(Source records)
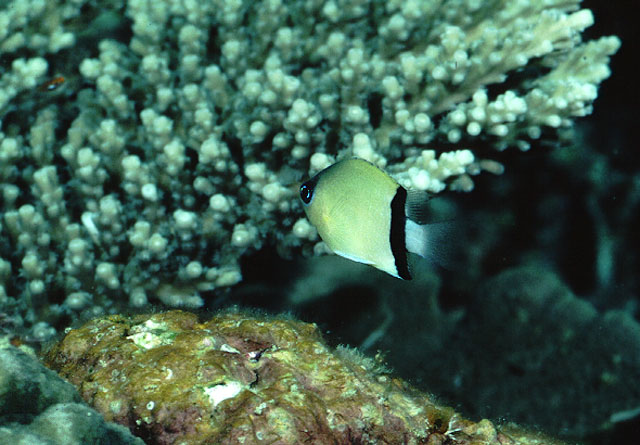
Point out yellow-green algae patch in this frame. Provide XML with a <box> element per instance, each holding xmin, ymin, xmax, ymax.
<box><xmin>45</xmin><ymin>311</ymin><xmax>560</xmax><ymax>445</ymax></box>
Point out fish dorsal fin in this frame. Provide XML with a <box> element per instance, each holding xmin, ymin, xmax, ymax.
<box><xmin>405</xmin><ymin>190</ymin><xmax>432</xmax><ymax>224</ymax></box>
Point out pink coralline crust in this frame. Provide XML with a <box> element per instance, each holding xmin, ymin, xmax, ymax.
<box><xmin>45</xmin><ymin>311</ymin><xmax>559</xmax><ymax>445</ymax></box>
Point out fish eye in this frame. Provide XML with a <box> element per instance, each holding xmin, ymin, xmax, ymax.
<box><xmin>300</xmin><ymin>182</ymin><xmax>313</xmax><ymax>204</ymax></box>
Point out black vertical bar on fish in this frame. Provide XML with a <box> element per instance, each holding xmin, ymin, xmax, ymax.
<box><xmin>389</xmin><ymin>186</ymin><xmax>411</xmax><ymax>280</ymax></box>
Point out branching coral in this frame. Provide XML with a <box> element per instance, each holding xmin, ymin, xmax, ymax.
<box><xmin>0</xmin><ymin>0</ymin><xmax>619</xmax><ymax>332</ymax></box>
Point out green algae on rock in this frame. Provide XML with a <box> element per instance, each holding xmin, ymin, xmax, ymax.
<box><xmin>45</xmin><ymin>311</ymin><xmax>559</xmax><ymax>444</ymax></box>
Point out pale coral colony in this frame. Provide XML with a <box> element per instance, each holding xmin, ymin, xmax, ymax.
<box><xmin>0</xmin><ymin>0</ymin><xmax>620</xmax><ymax>340</ymax></box>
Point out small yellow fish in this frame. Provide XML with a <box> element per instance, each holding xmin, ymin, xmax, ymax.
<box><xmin>300</xmin><ymin>158</ymin><xmax>442</xmax><ymax>280</ymax></box>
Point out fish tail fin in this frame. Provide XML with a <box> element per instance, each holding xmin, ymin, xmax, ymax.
<box><xmin>405</xmin><ymin>218</ymin><xmax>460</xmax><ymax>270</ymax></box>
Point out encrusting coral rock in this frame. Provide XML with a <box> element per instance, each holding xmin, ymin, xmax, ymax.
<box><xmin>45</xmin><ymin>311</ymin><xmax>559</xmax><ymax>445</ymax></box>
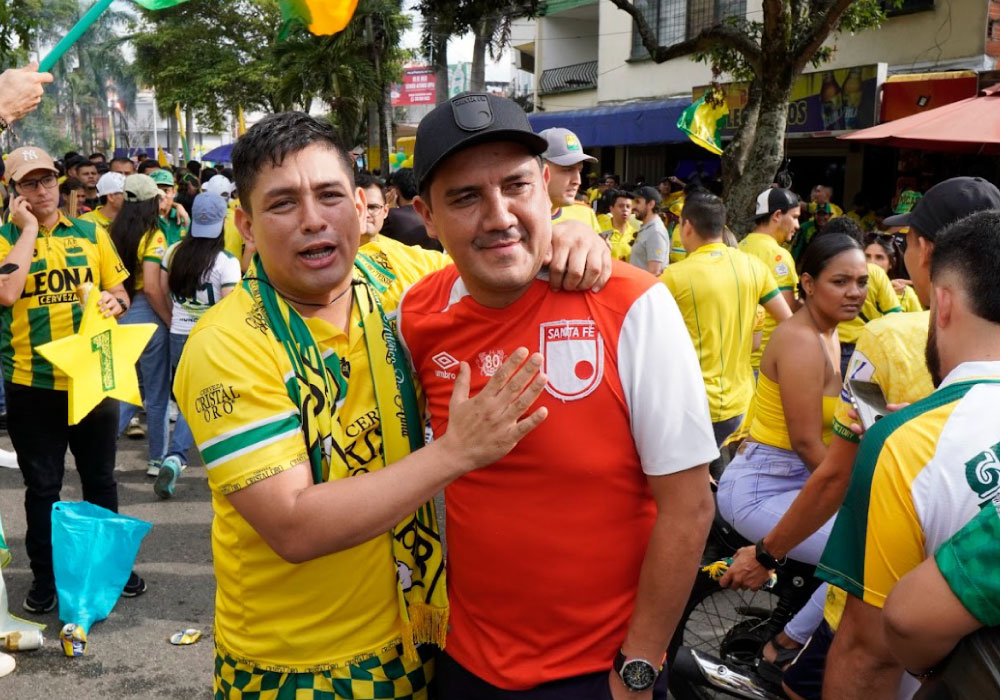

§ Short exercise
Can you reproduce every one of the records above word for word, leaving the pictures out?

§ Exercise output
Point out yellow-green algae patch in this frame. Provide XML with a <box> element per instance, each holding xmin, ymin, xmax, ymax.
<box><xmin>45</xmin><ymin>311</ymin><xmax>560</xmax><ymax>445</ymax></box>
Point out fish dorsal fin in this frame. Provide XML with a <box> element per instance, each holding xmin, ymin, xmax, ymax.
<box><xmin>405</xmin><ymin>190</ymin><xmax>432</xmax><ymax>224</ymax></box>
Point out pink coralline crust in this frame. Provide XML with a <box> element per instance, each holding xmin, ymin, xmax, ymax.
<box><xmin>45</xmin><ymin>311</ymin><xmax>559</xmax><ymax>445</ymax></box>
Point out fish eye in this frame. Provide XML with a <box> element per instance, each holding xmin, ymin, xmax, ymax.
<box><xmin>300</xmin><ymin>182</ymin><xmax>313</xmax><ymax>204</ymax></box>
Point out black vertical bar on fish in this frame. Provide XML with a <box> element per instance, each holding xmin, ymin, xmax, ymax.
<box><xmin>389</xmin><ymin>186</ymin><xmax>411</xmax><ymax>280</ymax></box>
Point out branching coral in this frame. Provide XML with a <box> element per instance, each holding xmin, ymin, xmax, ymax.
<box><xmin>0</xmin><ymin>0</ymin><xmax>619</xmax><ymax>332</ymax></box>
Point out green algae on rock in this frame. Provide XML with a <box> element per instance, each holding xmin, ymin, xmax, ymax.
<box><xmin>45</xmin><ymin>311</ymin><xmax>559</xmax><ymax>444</ymax></box>
Point out pale coral colony in this frame. Provide XML with a <box> element per instance, each holding xmin, ymin, xmax, ymax.
<box><xmin>0</xmin><ymin>0</ymin><xmax>620</xmax><ymax>340</ymax></box>
Point out small yellow fish in this frame. Provide XML with a <box> element per instance, each holding xmin, ymin, xmax, ymax.
<box><xmin>300</xmin><ymin>158</ymin><xmax>442</xmax><ymax>280</ymax></box>
Point out fish tail fin in this frame. Provide XML with a <box> element per instance, each holding xmin, ymin, xmax, ymax.
<box><xmin>405</xmin><ymin>218</ymin><xmax>460</xmax><ymax>270</ymax></box>
Point out encrusting coral rock in this frame. Provide XML with a <box> element per instance, each holding xmin, ymin, xmax, ymax.
<box><xmin>45</xmin><ymin>311</ymin><xmax>559</xmax><ymax>445</ymax></box>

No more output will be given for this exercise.